— begin —

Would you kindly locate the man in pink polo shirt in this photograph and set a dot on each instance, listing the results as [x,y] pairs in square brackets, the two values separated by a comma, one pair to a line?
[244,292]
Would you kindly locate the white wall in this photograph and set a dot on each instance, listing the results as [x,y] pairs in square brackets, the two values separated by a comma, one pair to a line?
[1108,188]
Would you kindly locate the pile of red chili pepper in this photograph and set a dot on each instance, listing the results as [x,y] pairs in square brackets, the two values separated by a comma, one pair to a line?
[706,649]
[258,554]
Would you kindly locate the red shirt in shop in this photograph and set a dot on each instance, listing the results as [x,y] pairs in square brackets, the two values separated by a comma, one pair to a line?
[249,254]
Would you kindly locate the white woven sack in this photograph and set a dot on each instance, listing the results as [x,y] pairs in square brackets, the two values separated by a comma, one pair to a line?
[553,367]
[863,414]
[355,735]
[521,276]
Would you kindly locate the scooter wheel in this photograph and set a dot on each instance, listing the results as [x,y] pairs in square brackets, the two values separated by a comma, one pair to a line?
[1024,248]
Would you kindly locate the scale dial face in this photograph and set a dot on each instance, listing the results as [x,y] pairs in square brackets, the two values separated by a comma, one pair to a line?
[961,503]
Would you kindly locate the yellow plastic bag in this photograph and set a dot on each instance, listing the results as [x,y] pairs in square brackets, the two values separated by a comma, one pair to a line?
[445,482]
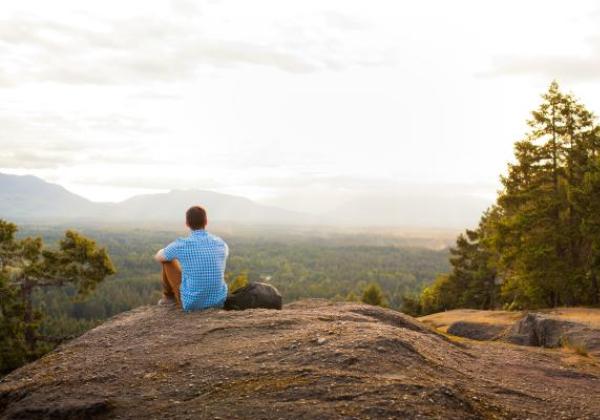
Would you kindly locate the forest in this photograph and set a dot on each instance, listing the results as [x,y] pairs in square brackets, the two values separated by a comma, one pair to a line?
[378,270]
[539,244]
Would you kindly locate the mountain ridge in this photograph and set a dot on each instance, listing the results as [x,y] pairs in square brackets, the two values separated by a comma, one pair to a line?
[26,198]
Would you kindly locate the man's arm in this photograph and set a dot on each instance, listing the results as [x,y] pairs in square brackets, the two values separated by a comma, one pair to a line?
[160,256]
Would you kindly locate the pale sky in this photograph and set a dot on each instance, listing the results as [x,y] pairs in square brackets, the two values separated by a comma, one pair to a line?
[304,103]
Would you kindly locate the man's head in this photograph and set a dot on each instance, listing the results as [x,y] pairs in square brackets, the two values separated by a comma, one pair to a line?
[195,218]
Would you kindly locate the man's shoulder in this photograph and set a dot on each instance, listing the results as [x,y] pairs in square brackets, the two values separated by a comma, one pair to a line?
[215,239]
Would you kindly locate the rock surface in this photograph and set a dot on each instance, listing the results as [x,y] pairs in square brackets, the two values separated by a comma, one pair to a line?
[475,330]
[536,329]
[313,359]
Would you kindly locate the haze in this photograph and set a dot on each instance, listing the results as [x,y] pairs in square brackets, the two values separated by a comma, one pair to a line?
[304,105]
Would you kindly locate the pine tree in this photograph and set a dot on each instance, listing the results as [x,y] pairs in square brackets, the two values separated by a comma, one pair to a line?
[25,265]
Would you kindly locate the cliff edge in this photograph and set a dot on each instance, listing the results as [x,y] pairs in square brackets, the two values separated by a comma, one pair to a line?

— end —

Task objective: Copy all the entries word for word. Omit any pictures.

Reply:
Would you kindly locate the man in pink polo shirt in this photograph and set a dot on each instance, listing the results as [x,y] pairs in square brackets, the two values separated by a comma, one pair to a line?
[244,292]
Would you kindly locate the white wall in this photograph and set a dot on each instance, listing the results as [x,y] pairs in square brackets, the two values separated by a comma, one pair to a line?
[1108,188]
Would you kindly locate the pile of red chili pepper in this photograph and set a dot on each instance, listing the results as [x,y] pairs in square brackets, the two values separated by a comma, one pair to a line?
[706,649]
[258,554]
Would you kindly locate the red shirt in shop in this photograph and set a dot on each instance, listing the results as [x,y] pairs in square brackets, the two values separated by a comma, one pair to a line?
[249,254]
Would you kindly locate the white woven sack in this photograph and set a dot on each instance, listing the results as [x,y] pairs in square brackets, the two values separated by a comma, one pair to a line?
[553,367]
[863,414]
[355,735]
[521,276]
Would you kindly locate the scooter wheel in this photograph and set a dot on each instance, listing the results as [x,y] pairs in square brackets, the two values separated by a comma, one pair to a line?
[1024,248]
Would you kindly locate the scale dial face in this photograph and set a dot on each instance, listing the results as [x,y] pairs in square brackets, the two values separated by a comma, one pair to a line?
[961,503]
Would you kindly locate the yellow plastic bag in this photograph and set a dot on each instance, listing the results as [x,y] pairs in square brackets, the two values separated by a comma, one pair to a line?
[445,482]
Would you kindly locate the forest in this photograph and set a dot on each instance, listing the results as [x,y] pairs in square brackets, the two values separated by a comma, one pair to a line?
[378,270]
[539,244]
Would you kindly locate the mountain ridge in this photograph and set a dot on each instance, listing the results as [x,y] pairs in square brackets, the two values separated by a comma, one pair to a line?
[26,198]
Would you kindly locate the man's arm in this photograph and set a dot on each instance, listing the results as [x,y] pairs in square brackets, the two values separated by a comma, one pair to a line?
[160,256]
Would you kindly locate the pale sky in this photograph and set a dot on each instance, listing the results as [x,y] pairs in square brackets, the two values separated by a comma, one pair to a line?
[304,103]
Would you kindly locate the man's head in this photograph and set a dot on each instance, listing the results as [x,y] pairs in square brackets, the two values separated by a comma, one pair to a line?
[195,218]
Would you kindly locate the man's shoulder in this photograph and set a dot on each instance, listing the results as [x,y] pairs in square brackets, the two values separated by a comma, one pair to a line?
[215,239]
Would you kindly locate the rock surface in this photograph and set a dot on each instance, listing the results as [x,y] pairs in square brackets, the two values separated by a comma, one pair to a line?
[475,330]
[536,329]
[313,359]
Would you kindly locate the haze in this photograph and set a dot on each instance, listing the results as [x,y] pairs in square brackets, the two values separated by a comma, one pair to a line?
[304,105]
Would you kindly locate the pine tree in this photograph and set a dot on each instance, listing the results as [x,y] pairs in square brackets, the two values separated by a comma, one pair to a line?
[25,265]
Would you kindly locate the cliff edge in this photograph and set a dot on each instance, listing the results as [x,y] pairs in square brackets, the two values separated by a comma, one pair to a line?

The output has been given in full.